The blog of the Urban Institute
March 3, 2014

We’ve mapped America’s rental housing crisis

Many Americans struggle to afford a decent, safe place to live in today’s market. Over the past five years, rents have risen while the number of renters who need moderately priced housing has increased. These two pressures make finding affordable housing even tougher for the very poor households in America. For every 100 extremely low-income (ELI) renter households in the country, there are only 29 affordable and available rental units. Extremely low-income households—a definition used by the U.S. Department of Housing and Urban Development (HUD)—earn 30 percent of area median income or less. Depending on the area of the country, for a family of four, this translates into incomes of less than $7,450 to $33,300.

Not one county in the United States has an even balance between its ELI households and its affordable and available rental units. As a result, ELI households have to search harder for a place to live, spend more than 30 percent of their income on rent, or live in substandard housing.

Some markets are tighter than others. Of the top 100 U.S. counties in 2012, Suffolk County, Massachusetts, has the smallest gap in units that are affordable and available for ELI households; Cobb County, Georgia, has the largest. But does this mean ELI households in Suffolk County have it easy? The answer is no. Even in Suffolk County, which is home to Boston, only 50 units are affordable and available for every 100 families earning $29,350.

Picture annotation data
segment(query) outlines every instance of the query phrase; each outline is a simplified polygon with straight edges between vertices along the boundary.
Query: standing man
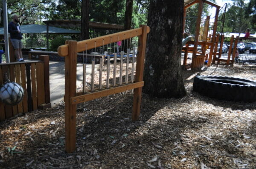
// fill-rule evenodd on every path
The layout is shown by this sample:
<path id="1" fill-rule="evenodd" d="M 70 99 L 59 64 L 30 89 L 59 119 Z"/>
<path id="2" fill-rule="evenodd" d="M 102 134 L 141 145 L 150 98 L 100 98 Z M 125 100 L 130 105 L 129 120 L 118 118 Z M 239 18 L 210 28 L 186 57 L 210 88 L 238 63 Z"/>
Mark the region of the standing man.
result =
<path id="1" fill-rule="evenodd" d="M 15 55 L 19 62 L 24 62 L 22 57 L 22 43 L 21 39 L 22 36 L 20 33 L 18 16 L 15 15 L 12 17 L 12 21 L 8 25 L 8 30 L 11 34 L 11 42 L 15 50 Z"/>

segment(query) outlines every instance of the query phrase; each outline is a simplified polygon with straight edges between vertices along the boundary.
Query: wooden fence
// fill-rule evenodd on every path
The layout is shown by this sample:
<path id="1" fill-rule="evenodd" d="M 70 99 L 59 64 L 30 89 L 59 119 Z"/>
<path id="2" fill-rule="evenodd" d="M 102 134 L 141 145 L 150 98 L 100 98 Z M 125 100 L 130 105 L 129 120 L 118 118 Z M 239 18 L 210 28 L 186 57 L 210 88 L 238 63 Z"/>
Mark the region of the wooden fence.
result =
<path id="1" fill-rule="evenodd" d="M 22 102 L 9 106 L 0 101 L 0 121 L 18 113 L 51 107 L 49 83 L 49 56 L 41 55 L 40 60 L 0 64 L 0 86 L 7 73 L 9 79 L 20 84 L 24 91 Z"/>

==

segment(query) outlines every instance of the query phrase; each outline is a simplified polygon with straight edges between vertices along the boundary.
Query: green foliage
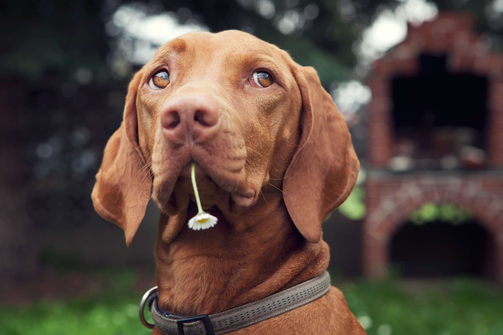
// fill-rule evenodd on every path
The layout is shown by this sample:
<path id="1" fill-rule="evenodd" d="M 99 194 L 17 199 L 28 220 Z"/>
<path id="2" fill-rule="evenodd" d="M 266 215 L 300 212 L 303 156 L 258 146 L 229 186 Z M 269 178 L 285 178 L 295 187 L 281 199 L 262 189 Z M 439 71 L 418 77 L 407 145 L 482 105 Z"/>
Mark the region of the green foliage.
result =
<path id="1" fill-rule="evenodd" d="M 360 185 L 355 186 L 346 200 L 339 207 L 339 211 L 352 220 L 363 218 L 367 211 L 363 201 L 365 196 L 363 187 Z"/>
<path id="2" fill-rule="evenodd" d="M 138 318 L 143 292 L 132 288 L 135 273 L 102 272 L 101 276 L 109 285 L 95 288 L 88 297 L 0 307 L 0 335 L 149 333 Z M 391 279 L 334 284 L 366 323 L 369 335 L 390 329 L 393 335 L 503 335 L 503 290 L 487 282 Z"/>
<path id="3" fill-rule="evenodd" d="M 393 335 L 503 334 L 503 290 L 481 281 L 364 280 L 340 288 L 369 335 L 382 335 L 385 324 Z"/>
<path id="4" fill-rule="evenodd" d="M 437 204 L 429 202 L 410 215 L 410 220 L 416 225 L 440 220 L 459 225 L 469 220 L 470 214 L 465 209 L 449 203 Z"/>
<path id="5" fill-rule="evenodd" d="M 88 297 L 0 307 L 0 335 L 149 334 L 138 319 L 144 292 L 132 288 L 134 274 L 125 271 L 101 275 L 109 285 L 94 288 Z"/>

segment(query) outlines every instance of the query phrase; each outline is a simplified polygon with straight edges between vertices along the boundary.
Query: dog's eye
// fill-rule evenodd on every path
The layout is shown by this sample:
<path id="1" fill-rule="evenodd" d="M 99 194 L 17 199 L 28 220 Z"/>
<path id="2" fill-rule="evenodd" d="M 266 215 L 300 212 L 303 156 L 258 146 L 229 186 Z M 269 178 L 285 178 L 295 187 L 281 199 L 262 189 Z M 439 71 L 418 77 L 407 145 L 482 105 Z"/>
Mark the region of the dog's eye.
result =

* **Exercise details**
Please continue the blog post on America's rental housing crisis, starting right after its final sentence.

* **Reply to the task**
This situation would be much worse without HUD rental assistance, which we estimate provides almost 3.2 million affordable and available units to ELI households. HUD assistance comes in three forms: public housing, Housing Choice Vouchers, and privately owned but federally assisted housing. Without HUD rental assistance, we estimate that there would be 1 affordable and available rental unit for every 100 ELI households in the United States. The number would drop from 50 to 7 rental units for every 100 ELI households in Suffolk County, where an estimated 85 percent of the affordable and available rental housing for ELI households is federally assisted.

Why isn’t the private market filling this gap? The answer is relatively simple. With a few exceptions, the economics do not pencil out. Without subsidy, private developers cannot build or operate a new unit of rental housing at a cost ELI households can afford to pay.

The good news is some counties have been closing the affordability gap, including places like Suffolk County, Massachusetts, and Hennepin County, Minnesota, which is home to Minneapolis and its surrounding suburbs. Over the past decade, these two communities have engaged in intensive state and local efforts to preserve existing federally assisted housing that have stemmed the tide of losses. In addition to federal assistance, stakeholders in these communities invest significant state, local, and philanthropic resources in affordable housing serving ELI households.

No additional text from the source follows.